List as a numbered list the lines of the records from the one containing "of the human" through the end, skipping any blank lines.

- - - - -

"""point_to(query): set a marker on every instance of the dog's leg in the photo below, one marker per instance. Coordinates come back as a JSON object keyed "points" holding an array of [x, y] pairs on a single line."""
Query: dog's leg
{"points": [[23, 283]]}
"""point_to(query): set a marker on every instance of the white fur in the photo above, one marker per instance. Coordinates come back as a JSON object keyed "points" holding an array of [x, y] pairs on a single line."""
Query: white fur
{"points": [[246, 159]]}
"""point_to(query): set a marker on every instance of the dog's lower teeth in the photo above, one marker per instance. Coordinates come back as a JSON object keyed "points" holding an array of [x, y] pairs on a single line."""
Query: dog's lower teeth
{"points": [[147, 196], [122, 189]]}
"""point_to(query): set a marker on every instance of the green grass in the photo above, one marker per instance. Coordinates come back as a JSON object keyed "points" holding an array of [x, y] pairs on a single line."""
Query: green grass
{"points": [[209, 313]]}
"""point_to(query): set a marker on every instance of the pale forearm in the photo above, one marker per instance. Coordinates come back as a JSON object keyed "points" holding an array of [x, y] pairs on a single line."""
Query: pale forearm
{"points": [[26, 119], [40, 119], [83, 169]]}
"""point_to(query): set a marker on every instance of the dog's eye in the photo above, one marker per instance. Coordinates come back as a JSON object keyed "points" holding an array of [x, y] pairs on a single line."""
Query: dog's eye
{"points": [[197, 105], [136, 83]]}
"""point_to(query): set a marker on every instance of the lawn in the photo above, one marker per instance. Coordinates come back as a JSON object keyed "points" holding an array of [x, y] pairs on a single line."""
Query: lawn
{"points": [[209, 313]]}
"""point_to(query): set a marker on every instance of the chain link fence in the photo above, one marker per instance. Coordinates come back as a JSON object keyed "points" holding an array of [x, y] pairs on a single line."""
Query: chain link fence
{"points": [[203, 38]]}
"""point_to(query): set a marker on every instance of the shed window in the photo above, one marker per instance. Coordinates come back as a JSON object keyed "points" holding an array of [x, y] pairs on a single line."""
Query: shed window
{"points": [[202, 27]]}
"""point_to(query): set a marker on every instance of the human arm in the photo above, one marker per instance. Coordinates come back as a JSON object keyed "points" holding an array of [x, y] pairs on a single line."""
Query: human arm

- - - - -

Finished exercise:
1. """point_to(query): set a marker on every instance of the human arm in the photo above, one marker per instance. Coordinates come back as a JSON object keyed "points" holding an array of [x, y] pairs on a single line."""
2. Query: human arm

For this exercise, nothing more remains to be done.